• EXTRACTED TEXT

..............................

[zeromq-dev] czmq: Error Traceability with assert(...) and release code

Ivan Pechorin ivan.pechorin at gmail.com
Mon Mar 10 12:22:23 CET 2014


assert() gives you a core dump that has complete context, including stack
trace.

How do you propose to provide the same, if you replace assert with return?
On 11/03/2014 12:10 AM, "Christoph Zach" <czach at rst-automation.de> wrote:

> On Monday 10 March 2014 10:36:22 Pieter Hintjens wrote:
> > This theory is fine in theory.
> Please note that all the theoretical stuff I wrote is based on real-world
> projects, which have high requirements on safety and software resilience.
> Here's a requirement excerpt from one of our projects:
> 1) You have a customer which needs a test system (HIL tests).
> 2) Test system is for validating very safety critical stuff.
> 4) Every tests needs to be protocolled correctly. No matter of the tests
> state
> it must be ensure that when an engineer tests a hardware component it will
> be protcolled.
> 4) The system must be in the customer-provided safe states at all times
> possible
> to avoid any harm to the test engineers and to avoid destroying the tested
> hardware.
> 5) The customer wants to create it's own test scripts, which run ontop of
> various
> client RPC libraries (zmq).
> 6) The customer wants to use RAII (C++) or with/finally (Python) to ensure
> that he/she can clean up nicely.
>
> So by simply assert() and exit() the application the points 6, 5 and 4
> have just been
> violated. To solve this issue all the assert(...) statements could be
> replaced
> e.g. with ZMQ_ASSERT( toAssert, message ). Therefore, the API will
> internally
> assert 'toAssert' and in case of a violation a ZMQ_INVARIANT_ERROR error
> code
> will be returned. In addition the message 'message' will be logged to get
> a verbose information about the context. Latter, in case of an error, the
> customer
> can simply send a error report with all the verbose information. This
> allows to
> easily identify and fix the error.
>
>
> > In practice, could you provide a case
> > that reproduces the crash you got?
> https://github.com/imatix/zguide/blob/master/examples/C%2B%2B/mdcliapi.hpp
> line 150 - 156. If somebody sends garbage data the application will simply
> exit. In such a case the API should inform the user that there was gargabe
> so
> the user can clean up the context etc.
>
>
> >
> >
> > On Mon, Mar 10, 2014 at 10:10 AM, Christoph Zach
> > <czach at rst-automation.de> wrote:
> > > On Friday 07 March 2014 17:36:21 Pieter Hintjens wrote:
> > >> On Fri, Mar 7, 2014 at 3:13 PM, Christoph Zach <
> czach at rst-automation.de> wrote:
> > >>
> > >> > To further use zyre/czmq We are planing on replacing all the
> assert(...) statements
> > >> > with actual error handling routines.
> > >>
> > >> As Olaf explains, the asserts cannot ever happen in practice unless
> > >> there is a coding bug in your app or in CZMQ.

..............................

• DATA SUPPLIED
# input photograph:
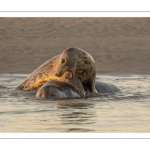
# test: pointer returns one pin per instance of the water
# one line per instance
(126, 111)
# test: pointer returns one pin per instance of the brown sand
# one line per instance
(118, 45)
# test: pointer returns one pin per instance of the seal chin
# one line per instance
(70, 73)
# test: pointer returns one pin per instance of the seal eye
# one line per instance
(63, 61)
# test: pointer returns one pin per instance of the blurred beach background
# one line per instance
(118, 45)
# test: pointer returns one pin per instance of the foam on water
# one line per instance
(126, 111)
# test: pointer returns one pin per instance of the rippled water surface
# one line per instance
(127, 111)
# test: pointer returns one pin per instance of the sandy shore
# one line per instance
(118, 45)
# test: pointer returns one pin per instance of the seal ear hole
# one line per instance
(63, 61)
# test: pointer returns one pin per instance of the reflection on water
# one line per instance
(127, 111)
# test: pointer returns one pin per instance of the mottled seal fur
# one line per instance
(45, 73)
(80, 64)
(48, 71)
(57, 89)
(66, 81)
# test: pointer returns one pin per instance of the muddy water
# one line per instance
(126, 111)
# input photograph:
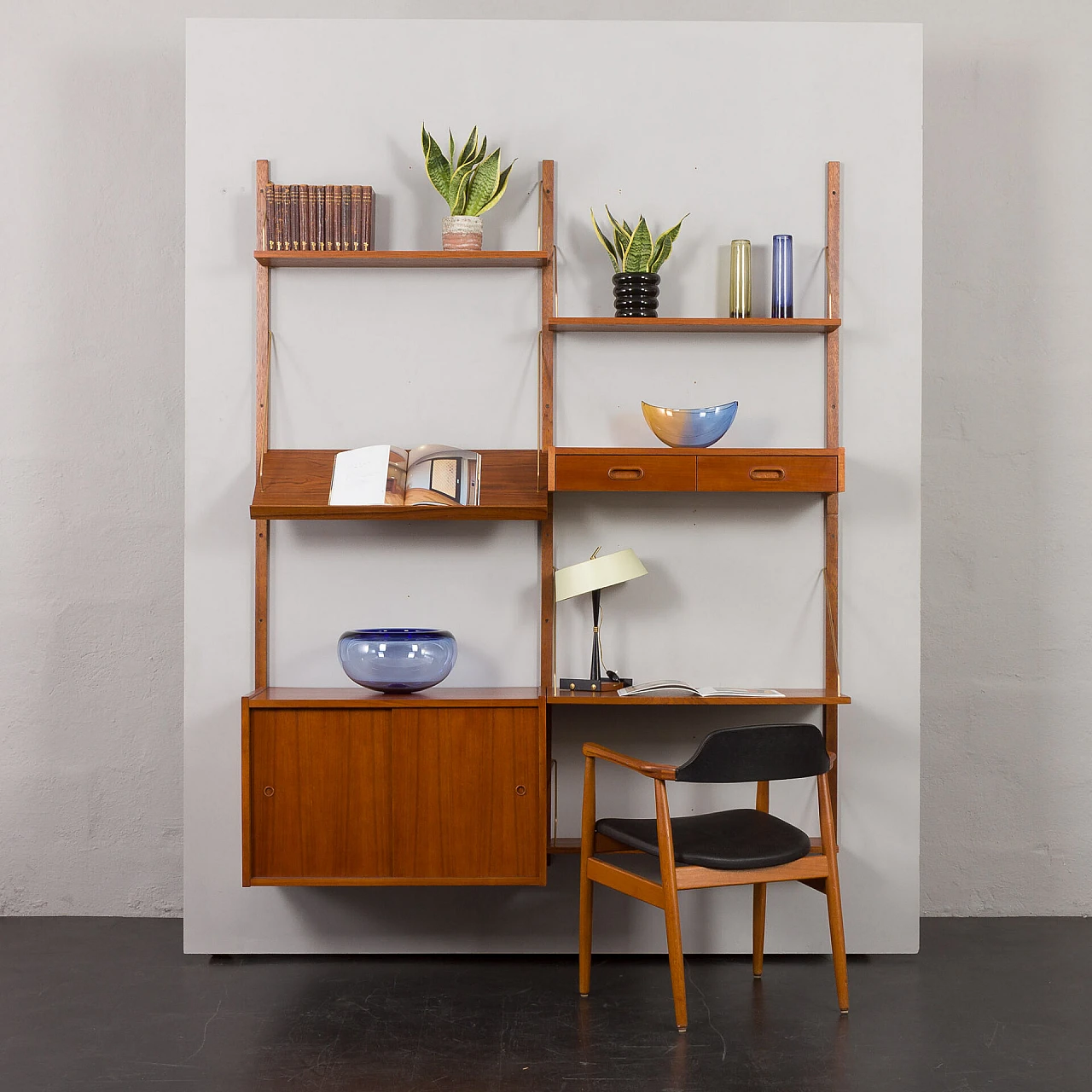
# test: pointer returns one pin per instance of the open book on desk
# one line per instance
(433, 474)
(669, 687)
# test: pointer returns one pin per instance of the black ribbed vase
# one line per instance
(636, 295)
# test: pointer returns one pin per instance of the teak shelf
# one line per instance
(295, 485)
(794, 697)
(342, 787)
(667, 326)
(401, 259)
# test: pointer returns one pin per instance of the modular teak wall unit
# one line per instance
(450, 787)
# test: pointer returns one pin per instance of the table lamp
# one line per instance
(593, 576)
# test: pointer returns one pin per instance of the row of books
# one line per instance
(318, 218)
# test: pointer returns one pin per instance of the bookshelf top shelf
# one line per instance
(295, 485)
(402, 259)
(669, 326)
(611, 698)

..............................

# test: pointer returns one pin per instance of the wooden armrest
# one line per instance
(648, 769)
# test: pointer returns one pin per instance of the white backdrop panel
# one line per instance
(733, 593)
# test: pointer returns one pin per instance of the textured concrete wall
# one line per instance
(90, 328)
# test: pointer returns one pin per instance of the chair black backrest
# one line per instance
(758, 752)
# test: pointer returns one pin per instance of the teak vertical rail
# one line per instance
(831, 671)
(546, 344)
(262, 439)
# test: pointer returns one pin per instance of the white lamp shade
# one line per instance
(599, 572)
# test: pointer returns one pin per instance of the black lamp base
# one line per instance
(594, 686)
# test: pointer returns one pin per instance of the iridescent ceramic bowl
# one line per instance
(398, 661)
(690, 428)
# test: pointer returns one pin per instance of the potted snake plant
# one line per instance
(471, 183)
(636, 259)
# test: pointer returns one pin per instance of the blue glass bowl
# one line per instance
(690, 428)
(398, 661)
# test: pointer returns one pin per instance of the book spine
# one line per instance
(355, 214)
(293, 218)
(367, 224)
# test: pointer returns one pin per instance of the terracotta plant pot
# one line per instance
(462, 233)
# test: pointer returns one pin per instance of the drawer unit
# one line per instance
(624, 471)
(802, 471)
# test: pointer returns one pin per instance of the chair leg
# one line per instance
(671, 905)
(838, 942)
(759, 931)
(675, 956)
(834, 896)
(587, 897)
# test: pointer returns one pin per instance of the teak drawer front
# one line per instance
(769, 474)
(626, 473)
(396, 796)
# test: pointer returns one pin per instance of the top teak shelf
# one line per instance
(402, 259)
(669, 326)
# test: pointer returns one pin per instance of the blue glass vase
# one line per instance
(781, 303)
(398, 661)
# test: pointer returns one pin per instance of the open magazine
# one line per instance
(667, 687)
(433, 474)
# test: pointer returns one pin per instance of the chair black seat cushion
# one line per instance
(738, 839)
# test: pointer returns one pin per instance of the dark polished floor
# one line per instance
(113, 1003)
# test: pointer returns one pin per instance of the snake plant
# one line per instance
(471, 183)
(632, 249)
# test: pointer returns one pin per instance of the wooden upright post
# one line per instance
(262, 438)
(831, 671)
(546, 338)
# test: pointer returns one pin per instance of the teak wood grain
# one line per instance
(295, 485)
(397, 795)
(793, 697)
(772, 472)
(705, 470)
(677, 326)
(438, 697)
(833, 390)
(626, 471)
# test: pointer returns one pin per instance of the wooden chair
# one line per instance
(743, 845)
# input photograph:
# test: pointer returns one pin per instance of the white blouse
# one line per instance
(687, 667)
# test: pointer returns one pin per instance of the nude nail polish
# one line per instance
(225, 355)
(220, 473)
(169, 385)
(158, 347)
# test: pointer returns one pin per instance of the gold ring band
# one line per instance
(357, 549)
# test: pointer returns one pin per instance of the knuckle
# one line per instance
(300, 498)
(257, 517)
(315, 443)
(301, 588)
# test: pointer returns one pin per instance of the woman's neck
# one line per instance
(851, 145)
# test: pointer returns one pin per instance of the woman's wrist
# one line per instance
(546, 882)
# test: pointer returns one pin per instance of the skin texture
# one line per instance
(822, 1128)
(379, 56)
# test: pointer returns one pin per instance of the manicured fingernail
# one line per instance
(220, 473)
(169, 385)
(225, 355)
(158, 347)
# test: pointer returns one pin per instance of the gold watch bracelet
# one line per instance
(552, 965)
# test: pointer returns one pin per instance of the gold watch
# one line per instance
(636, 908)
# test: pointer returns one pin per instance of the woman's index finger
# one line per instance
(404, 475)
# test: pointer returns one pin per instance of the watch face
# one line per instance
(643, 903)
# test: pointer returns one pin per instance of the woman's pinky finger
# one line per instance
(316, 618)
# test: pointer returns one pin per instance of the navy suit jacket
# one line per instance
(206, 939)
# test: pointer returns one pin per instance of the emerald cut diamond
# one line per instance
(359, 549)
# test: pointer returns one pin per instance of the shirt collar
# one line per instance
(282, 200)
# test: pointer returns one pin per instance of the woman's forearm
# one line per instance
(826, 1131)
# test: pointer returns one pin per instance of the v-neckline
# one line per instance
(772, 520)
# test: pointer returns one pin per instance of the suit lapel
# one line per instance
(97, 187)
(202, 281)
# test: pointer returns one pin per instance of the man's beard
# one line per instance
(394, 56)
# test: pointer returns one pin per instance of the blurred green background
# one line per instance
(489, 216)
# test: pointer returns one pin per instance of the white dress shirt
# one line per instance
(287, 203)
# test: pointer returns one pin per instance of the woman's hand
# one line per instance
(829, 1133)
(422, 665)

..............................

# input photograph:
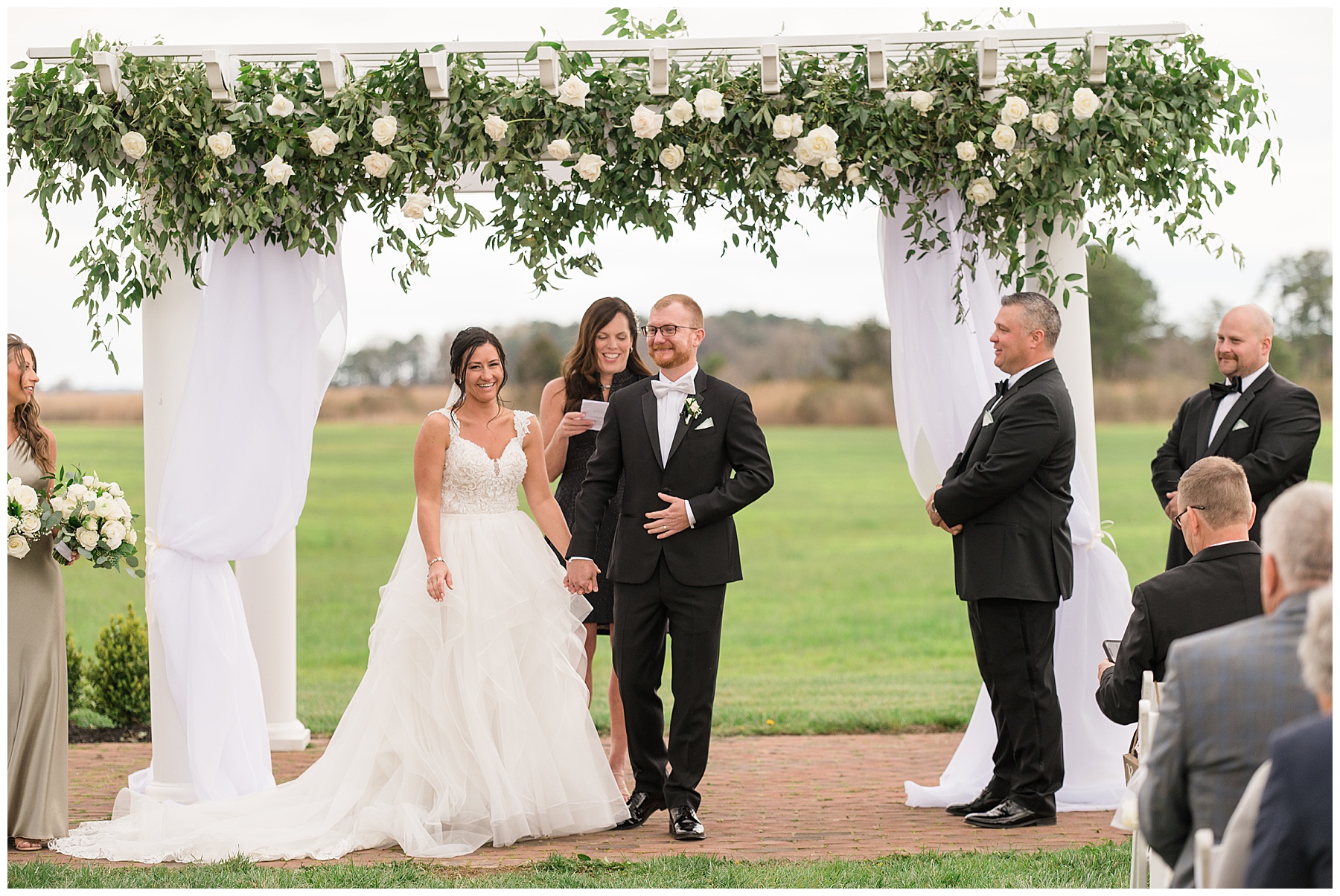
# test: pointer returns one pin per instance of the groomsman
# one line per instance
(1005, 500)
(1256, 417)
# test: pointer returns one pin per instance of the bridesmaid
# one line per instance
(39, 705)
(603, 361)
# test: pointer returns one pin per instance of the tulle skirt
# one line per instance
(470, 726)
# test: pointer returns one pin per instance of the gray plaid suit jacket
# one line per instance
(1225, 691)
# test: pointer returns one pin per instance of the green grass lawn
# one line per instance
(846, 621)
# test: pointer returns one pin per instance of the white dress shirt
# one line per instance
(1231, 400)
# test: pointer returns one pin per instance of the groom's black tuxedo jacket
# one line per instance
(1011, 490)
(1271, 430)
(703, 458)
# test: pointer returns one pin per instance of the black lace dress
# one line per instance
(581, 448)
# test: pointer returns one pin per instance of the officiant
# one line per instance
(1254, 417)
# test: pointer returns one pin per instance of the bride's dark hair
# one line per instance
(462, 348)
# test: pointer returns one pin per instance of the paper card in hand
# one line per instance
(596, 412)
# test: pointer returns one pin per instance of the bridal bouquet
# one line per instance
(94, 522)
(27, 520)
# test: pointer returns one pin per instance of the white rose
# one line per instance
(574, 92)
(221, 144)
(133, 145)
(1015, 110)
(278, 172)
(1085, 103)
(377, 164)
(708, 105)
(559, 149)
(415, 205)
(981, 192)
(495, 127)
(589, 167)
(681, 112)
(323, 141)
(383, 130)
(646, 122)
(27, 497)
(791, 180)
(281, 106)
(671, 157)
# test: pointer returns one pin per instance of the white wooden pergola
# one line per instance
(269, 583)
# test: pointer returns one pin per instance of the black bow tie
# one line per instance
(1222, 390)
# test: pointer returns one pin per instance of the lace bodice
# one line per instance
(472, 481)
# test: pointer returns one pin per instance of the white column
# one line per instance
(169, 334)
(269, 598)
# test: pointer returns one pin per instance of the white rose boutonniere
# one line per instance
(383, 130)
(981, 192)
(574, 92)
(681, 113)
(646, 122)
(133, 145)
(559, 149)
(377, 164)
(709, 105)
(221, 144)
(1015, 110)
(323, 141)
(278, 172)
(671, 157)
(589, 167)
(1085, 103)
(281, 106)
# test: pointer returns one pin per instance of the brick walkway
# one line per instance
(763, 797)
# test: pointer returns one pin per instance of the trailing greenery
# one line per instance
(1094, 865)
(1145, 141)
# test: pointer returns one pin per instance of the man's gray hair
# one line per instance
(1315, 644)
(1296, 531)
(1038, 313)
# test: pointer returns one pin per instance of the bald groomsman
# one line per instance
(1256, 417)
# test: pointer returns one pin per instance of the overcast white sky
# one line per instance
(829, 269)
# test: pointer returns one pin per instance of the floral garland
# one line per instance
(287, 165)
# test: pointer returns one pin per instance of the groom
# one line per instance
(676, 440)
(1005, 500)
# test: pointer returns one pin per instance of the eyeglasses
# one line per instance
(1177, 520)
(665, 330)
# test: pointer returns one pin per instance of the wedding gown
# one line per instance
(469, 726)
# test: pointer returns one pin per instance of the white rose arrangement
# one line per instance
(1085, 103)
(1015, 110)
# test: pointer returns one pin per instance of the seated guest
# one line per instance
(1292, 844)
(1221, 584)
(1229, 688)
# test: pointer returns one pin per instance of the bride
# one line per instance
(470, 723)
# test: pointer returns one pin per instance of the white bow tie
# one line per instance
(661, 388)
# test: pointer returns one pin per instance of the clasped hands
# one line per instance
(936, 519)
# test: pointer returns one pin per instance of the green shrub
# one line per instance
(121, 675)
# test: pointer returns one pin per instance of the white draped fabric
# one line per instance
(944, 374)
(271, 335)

..............................

Continue the mailing-list thread about czmq asserts, picking up after its last line. These records have nothing to do with the mailing-list thread about assert and error handling.

• RESULT OF THE EXERCISE
> > >>
> > >> If you can reproduce an assert under "normal" conditions, that is a
> > >> bug that we take very seriously and fix.
> > >>
> > >> Code that has hit an internal error _cannot_ continue to operate
> > >> sanely. The extensive use of asserts is a deliberate and long-standing
> > >> design choice, and though you may do what you like with your forks of
> > >> the codebase, such patches would be rejected without much pity.
> > >>
> > >> I'd not trust a system that had asserts disabled. Production code (and
> > >> I've made that my profession for decades) should run with all asserts
> > >> enabled. The correct response to a internal failure is crash fast,
> > >> recover fast. You cannot run a software system reliably when you have
> > >> internal errors. Adding error handling to recover from (by definition)
> > >> unforeseen internal errors makes things less, not more reliable.
> > > Semantically We are agreeing on detecting invalid/fatal states. Let me
> explain
> > > (in more detail), why error codes and not assertions should be used to
> > > detected these:
> > >
> > > 1) Context Awareness
> > > The issue with the old school assert statements is that they will
> > > simply quit your application immediately. Even when you have enabled
> > > them. E.g. If you have a C++ app with RAII:
> > > [...]
> > > {
> > >     RAIIWrapperX x (...);
> > >
> > >     libraryPotentiallyGoinigToAssert(....):
> > >
> > > } // Never reached here. --> Will never call dtor of x!
> > >
> > > The issue that when the library has detected that it has reached
> > > an invalid/unknown/fatal state it just quits and does not allow the
> > > RAIIWrapperX to clean up nicely.
> > >
> > > The issue with the assumption
> > >     "You cannot run a software system reliably when you have internal
> errors"
> > > is that 'reduced functionality' states are ignored.
> > > This means that when a library has entered an unknown/invalid state it
> > > does NOT mean that the other parts of the system have too!
> > > Therefore, the other parts must be given a chance to clean up as much
> > > as possible.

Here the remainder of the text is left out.